▸ **ASSIGNED TASK**:
Your answer must contain each line of the listing in which "easel" appears, copied in full.

▸ **THE INPUT**:
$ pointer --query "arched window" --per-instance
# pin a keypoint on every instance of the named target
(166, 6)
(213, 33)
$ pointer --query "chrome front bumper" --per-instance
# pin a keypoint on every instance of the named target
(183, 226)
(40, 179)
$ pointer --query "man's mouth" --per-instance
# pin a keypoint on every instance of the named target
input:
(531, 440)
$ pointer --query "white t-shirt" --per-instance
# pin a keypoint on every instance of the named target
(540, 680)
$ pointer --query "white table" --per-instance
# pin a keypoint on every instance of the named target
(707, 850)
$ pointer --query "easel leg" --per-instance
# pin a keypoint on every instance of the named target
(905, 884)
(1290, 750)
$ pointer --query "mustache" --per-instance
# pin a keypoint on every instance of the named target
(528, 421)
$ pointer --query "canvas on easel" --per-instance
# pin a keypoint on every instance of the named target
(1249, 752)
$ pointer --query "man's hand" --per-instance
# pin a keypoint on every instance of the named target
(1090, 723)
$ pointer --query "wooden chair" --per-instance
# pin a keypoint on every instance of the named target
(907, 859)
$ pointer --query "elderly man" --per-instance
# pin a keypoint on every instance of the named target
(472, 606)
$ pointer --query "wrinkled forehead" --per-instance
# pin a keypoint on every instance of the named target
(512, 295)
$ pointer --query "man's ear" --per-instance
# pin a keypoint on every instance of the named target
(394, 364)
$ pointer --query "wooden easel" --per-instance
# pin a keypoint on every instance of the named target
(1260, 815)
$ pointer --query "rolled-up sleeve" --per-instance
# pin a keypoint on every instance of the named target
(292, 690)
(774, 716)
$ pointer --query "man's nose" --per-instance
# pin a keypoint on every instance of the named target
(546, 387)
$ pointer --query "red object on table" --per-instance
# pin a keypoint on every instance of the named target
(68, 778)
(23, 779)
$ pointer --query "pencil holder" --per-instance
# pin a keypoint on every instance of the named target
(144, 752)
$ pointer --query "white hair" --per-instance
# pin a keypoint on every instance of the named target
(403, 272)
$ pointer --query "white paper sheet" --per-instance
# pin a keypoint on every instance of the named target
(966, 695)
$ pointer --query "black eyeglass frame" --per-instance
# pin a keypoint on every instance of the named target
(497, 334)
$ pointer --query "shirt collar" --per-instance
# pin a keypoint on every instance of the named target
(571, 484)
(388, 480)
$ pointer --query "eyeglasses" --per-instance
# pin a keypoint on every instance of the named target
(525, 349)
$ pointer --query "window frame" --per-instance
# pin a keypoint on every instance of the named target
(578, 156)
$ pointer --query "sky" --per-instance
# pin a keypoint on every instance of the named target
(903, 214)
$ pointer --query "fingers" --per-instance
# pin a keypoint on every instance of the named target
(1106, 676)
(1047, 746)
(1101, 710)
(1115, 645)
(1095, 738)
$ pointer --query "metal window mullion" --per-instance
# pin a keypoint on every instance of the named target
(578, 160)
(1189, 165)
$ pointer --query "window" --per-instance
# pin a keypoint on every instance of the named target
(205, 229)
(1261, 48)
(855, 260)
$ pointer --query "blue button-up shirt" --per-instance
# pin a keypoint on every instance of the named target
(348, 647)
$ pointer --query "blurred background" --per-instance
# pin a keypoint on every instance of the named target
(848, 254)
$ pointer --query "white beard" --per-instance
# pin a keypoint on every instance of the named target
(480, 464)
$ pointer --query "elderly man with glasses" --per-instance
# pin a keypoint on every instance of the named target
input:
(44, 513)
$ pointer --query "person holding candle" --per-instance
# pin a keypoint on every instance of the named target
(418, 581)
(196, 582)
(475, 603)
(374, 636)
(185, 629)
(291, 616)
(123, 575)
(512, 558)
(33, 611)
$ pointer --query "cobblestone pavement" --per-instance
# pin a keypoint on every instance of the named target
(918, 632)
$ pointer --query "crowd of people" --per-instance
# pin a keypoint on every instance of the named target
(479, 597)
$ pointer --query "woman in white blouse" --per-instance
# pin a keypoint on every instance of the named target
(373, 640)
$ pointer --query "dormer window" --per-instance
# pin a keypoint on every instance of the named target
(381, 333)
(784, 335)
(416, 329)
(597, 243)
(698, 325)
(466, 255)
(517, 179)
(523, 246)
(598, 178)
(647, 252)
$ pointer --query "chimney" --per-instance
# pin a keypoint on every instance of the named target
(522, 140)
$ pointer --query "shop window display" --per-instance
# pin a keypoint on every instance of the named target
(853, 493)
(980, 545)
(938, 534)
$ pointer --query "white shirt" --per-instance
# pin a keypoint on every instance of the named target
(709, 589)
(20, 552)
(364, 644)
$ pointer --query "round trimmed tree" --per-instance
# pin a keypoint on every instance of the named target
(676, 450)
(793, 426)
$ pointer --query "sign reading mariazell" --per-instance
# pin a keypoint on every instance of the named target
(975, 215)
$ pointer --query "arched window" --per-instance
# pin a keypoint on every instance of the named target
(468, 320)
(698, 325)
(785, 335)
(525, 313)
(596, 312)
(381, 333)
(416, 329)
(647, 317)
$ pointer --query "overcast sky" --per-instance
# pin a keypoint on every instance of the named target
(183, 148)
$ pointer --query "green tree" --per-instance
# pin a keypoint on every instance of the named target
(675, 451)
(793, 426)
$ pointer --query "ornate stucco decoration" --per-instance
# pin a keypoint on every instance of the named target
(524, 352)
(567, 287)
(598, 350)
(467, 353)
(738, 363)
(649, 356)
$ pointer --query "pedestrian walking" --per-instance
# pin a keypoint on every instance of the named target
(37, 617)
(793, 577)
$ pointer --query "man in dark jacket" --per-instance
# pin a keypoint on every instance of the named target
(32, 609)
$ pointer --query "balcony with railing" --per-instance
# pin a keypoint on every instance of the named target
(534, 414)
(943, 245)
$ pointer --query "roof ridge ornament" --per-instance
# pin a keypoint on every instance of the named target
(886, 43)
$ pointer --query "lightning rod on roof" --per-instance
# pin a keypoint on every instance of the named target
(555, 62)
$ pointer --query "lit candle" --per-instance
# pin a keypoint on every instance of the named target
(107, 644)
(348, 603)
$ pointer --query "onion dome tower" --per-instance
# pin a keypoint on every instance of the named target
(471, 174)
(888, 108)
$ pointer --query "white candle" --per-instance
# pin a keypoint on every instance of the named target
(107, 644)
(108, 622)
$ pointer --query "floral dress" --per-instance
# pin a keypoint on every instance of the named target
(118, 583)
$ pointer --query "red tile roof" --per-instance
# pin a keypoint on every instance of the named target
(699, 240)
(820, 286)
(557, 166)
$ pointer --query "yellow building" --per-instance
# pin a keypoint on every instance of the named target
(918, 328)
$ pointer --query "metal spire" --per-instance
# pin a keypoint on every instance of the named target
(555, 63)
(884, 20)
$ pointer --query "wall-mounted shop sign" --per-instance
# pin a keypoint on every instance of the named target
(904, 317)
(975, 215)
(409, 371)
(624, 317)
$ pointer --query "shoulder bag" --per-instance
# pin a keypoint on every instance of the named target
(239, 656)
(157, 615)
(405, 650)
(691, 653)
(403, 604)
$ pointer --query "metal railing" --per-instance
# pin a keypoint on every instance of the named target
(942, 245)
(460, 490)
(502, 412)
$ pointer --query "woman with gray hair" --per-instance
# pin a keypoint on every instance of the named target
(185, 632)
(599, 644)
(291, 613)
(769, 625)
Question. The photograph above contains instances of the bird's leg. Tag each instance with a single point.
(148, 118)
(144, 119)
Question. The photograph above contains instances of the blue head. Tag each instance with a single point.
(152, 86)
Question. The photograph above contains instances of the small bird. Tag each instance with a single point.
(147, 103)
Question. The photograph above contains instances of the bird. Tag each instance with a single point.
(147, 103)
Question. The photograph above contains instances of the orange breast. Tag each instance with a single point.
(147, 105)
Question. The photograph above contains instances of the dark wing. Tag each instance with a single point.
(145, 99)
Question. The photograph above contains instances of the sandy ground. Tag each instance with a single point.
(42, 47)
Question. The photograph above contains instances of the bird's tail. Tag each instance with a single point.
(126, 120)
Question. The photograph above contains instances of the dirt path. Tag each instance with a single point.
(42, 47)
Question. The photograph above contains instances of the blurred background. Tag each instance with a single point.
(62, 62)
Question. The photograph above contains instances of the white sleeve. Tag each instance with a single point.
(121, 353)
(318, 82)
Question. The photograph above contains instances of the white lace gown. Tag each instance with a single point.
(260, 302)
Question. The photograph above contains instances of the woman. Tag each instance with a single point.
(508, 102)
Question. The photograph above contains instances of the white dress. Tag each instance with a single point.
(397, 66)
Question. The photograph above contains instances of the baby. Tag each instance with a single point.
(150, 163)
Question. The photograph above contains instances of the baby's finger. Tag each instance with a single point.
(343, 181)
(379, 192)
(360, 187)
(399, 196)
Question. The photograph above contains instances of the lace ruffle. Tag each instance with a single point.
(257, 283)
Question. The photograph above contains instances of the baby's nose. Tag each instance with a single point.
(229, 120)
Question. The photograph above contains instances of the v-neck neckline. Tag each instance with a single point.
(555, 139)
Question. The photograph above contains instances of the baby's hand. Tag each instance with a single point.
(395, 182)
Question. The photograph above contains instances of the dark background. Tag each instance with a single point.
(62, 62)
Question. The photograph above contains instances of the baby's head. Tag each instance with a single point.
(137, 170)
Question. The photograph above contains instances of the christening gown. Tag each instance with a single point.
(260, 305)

▸ **RESULT OF THIS TASK**:
$ pointer --query "easel leg" --per-instance
$ pointer --query "canvas on easel" --per-instance
$ pointer --query "wooden easel" --per-instance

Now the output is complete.